# Provided data start

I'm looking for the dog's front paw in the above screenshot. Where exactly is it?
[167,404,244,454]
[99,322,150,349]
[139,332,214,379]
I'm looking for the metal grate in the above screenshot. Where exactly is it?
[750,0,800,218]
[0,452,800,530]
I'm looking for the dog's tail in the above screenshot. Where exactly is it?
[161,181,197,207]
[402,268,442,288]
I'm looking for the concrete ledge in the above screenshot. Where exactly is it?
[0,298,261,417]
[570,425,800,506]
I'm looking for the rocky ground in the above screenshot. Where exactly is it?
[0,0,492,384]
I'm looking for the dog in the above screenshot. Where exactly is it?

# Provided data end

# Work to be completed
Copy all of the rows above word for word, reproducing every line without any change.

# Exercise answer
I'm looking for the dog's front paw in the above screenshot. Where exactly is it?
[167,404,244,454]
[99,322,150,349]
[139,332,214,379]
I'm looking for the metal grate in the above screenshot. Where exactly is it?
[750,0,800,218]
[0,452,800,530]
I'm looking for the dog's tail in the above screenshot. Where exactly is it?
[161,181,197,207]
[402,268,442,288]
I'm looking for the concrete ledge in the above screenshot. Where exactly is it?
[0,298,261,417]
[570,425,800,506]
I'm looking for the rocky ground in the above screenshot. Where exactly is it?
[0,0,492,384]
I'm looking for the dog in the above screenshot. Where exactly is it?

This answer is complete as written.